▶ _DOCUMENT_
>>>
[Introduction]

Omission de l’enfant dans l’étude de la sexualité

Il est généralement admis que la pulsion sexuelle fait défaut à l’enfance et ne s’éveille que dans la période de la puberté. C’est là une erreur lourde de conséquences, puisque nous lui devons l’ignorance où nous sommes des conditions fondamentales de la vie sexuelle. Si nous approfondissions les manifestations sexuelles de l’enfant, nous découvririons les traits essentiels de la pulsion sexuelle ; nous comprendrions l’évolution de cette pulsion et nous verrions comment elle puise à des sources diverses.

Il est à remarquer que les auteurs qui s’appliquèrent à l’étude des particularités et des réactions de l’adulte ont attaché une importance considérable à cette préhistoire : les antécédents héréditaires, tandis qu’ils négligeaient cette autre préhistoire qu’on retrouve dans l’existence de chacun, l’enfance. Pourtant, il semble que les influences de cette époque de la vie devraient être plus faciles à constater, et qu’il faudrait les faire prévaloir sur les antécédents héréditaires38. On trouve, il est vrai, dans la littérature, quelques observations relatives à des actes de sexualité prématurée chez les petits enfants, érections, masturbations, et même simulacres de coït — mais toujours cités comme cas exceptionnels, extraordinaires, des exemples repoussants de dépravation précoce. Aucun auteur, à ma connaissance, n’a aperçu que la pulsion sexuelle chez l’enfant apparaissait régulièrement ; et dans les ouvrages sur le développement de l’enfant, devenus fort nombreux ces derniers temps, on ne trouve pas de chapitre traitant du développement sexuel infantile39.
<<<
▶ _EXERCICES À TRAITER_
(a) Expliquez en une à trois phrases pourquoi le texte juge lourde de conséquences l'idée que la pulsion sexuelle fait défaut à l'enfance.
(b) Repérez dans la liste chaque ligne qui contient la chaîne « racket » et recopiez-la, en tenant compte de la casse.

Entrées sur la localisation d'objets nommés
>>>
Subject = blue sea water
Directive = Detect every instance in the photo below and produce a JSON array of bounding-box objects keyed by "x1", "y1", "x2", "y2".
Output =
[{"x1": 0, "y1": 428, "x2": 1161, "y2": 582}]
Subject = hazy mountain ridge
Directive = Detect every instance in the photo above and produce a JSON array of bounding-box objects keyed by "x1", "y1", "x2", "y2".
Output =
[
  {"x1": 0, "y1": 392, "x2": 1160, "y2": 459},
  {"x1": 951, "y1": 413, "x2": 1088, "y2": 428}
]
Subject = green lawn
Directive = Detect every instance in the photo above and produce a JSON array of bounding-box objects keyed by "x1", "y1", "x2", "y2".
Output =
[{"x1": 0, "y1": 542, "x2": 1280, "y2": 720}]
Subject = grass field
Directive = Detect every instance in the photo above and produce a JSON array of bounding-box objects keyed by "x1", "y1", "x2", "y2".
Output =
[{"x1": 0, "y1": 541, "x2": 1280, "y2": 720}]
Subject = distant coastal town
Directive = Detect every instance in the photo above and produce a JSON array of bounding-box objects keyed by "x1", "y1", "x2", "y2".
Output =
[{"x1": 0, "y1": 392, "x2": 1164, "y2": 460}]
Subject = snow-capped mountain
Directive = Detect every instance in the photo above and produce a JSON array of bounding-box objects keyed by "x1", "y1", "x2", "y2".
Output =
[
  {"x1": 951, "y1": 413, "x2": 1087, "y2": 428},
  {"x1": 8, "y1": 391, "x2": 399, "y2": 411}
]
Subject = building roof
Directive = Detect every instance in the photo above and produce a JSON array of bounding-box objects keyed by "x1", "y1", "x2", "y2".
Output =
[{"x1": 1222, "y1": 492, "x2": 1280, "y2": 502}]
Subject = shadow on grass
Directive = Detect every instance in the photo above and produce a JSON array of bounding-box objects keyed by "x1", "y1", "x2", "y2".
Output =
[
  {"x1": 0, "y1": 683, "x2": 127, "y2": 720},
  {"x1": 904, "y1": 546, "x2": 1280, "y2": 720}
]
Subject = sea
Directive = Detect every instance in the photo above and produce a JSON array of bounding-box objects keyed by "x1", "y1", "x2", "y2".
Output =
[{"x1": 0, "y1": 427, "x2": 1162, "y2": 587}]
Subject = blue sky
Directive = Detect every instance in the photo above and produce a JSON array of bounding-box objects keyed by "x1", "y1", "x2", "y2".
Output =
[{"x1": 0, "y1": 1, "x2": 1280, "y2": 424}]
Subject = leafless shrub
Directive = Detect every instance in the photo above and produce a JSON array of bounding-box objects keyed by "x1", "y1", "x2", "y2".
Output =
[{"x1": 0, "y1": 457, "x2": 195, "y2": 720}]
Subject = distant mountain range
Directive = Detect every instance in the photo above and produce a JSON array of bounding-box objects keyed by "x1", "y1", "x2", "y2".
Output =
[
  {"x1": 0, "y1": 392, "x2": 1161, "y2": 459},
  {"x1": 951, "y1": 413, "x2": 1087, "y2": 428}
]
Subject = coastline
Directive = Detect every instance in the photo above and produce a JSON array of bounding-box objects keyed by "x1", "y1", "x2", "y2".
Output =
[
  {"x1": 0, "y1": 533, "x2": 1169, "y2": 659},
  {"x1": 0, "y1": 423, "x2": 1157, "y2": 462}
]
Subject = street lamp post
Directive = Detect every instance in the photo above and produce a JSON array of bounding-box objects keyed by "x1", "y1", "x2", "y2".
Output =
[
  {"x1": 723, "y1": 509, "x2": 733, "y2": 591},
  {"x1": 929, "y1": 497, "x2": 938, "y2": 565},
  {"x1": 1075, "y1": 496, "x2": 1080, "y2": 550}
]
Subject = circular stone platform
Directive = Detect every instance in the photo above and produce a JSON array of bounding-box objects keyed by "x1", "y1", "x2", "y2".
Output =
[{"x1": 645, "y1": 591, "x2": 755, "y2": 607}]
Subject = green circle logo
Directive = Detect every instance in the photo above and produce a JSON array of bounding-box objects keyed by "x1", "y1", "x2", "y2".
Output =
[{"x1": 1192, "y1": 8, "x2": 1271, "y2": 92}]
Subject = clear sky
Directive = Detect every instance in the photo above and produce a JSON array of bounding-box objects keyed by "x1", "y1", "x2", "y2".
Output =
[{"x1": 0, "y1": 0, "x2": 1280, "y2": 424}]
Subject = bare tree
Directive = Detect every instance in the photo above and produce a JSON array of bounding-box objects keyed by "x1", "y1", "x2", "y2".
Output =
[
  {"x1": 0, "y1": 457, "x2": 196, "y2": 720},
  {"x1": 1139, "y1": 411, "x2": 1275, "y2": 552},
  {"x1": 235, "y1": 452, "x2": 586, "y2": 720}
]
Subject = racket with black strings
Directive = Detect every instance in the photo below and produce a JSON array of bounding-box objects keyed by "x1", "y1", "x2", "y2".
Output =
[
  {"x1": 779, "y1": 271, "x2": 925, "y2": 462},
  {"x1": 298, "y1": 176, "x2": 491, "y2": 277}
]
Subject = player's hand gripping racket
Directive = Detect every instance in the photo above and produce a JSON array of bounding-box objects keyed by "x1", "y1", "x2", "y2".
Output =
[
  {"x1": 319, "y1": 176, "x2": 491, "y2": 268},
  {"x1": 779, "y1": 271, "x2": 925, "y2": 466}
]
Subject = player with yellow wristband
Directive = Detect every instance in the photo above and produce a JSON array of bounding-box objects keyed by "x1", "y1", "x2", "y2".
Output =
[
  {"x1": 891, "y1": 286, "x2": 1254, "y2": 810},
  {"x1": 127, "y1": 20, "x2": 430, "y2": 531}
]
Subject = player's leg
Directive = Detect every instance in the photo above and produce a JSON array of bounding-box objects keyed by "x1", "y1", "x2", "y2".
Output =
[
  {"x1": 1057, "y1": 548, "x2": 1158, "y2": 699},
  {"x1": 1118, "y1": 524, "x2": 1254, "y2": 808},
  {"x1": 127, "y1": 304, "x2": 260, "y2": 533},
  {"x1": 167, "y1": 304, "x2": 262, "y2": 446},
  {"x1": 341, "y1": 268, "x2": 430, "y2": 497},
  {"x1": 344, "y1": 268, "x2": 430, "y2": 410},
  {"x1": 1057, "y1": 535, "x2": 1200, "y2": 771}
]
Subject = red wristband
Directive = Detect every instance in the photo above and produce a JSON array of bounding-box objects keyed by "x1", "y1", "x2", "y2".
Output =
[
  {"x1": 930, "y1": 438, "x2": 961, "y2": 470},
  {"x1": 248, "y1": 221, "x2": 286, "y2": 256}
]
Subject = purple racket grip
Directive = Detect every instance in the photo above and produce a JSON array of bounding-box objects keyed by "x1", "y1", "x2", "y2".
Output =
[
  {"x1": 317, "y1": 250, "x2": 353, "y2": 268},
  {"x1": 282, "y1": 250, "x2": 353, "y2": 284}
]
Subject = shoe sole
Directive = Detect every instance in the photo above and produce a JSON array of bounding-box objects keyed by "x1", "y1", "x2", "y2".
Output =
<<<
▶ _RÉPONSES_
(a) Cette erreur est la cause de notre ignorance des conditions fondamentales de la vie sexuelle. En approfondissant les manifestations sexuelles de l'enfant, on découvrirait au contraire les traits essentiels de la pulsion sexuelle, son évolution et les sources diverses où elle puise.

(b)
Subject = racket with black strings
Subject = player's hand gripping racket
Subject = purple racket grip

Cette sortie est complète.